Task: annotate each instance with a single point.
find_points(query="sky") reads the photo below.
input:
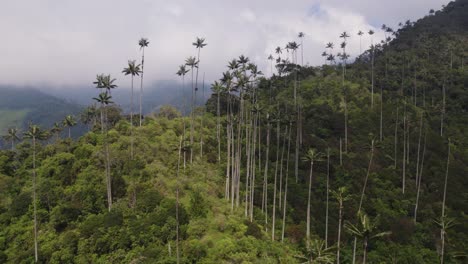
(65, 43)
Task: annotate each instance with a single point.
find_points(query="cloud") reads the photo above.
(65, 43)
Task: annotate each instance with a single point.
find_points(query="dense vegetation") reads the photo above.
(20, 106)
(361, 161)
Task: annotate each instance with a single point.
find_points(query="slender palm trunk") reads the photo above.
(419, 149)
(372, 77)
(420, 179)
(381, 113)
(341, 152)
(192, 115)
(273, 215)
(338, 242)
(442, 218)
(442, 113)
(396, 141)
(141, 83)
(177, 202)
(308, 203)
(404, 151)
(328, 192)
(364, 257)
(286, 183)
(362, 195)
(131, 123)
(218, 127)
(202, 117)
(281, 167)
(36, 255)
(265, 176)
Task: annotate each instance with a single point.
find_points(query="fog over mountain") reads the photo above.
(64, 44)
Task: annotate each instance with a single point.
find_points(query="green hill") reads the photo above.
(19, 106)
(297, 167)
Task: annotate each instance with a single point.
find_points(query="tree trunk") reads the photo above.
(141, 83)
(362, 195)
(404, 152)
(273, 215)
(364, 257)
(396, 140)
(339, 232)
(131, 123)
(308, 204)
(265, 178)
(420, 179)
(286, 183)
(328, 191)
(36, 255)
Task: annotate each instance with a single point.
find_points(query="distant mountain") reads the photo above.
(155, 95)
(19, 106)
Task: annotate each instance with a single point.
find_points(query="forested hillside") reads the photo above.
(19, 106)
(361, 161)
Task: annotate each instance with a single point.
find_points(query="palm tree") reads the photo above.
(362, 194)
(301, 35)
(199, 44)
(69, 122)
(182, 72)
(12, 136)
(132, 69)
(88, 116)
(35, 133)
(342, 196)
(344, 57)
(217, 89)
(371, 33)
(328, 192)
(56, 129)
(105, 82)
(365, 230)
(318, 253)
(192, 63)
(444, 223)
(311, 156)
(143, 43)
(360, 33)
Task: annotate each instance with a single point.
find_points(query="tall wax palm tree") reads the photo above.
(344, 57)
(143, 43)
(360, 33)
(365, 230)
(182, 72)
(301, 35)
(35, 133)
(88, 116)
(69, 122)
(318, 253)
(362, 194)
(444, 222)
(56, 129)
(311, 156)
(106, 83)
(199, 44)
(134, 70)
(218, 89)
(341, 195)
(371, 33)
(12, 136)
(192, 63)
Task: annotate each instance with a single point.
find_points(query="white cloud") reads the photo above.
(66, 42)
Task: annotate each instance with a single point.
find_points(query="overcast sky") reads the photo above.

▶ [TASK TO CARRY OUT] Extract every line of the material above that contains the string "trunk". Case counts.

▶ [THE OUTPUT]
find_points(query="slender palm trunk") reads the photo above.
find_points(query="tree trunk") reads the photo above.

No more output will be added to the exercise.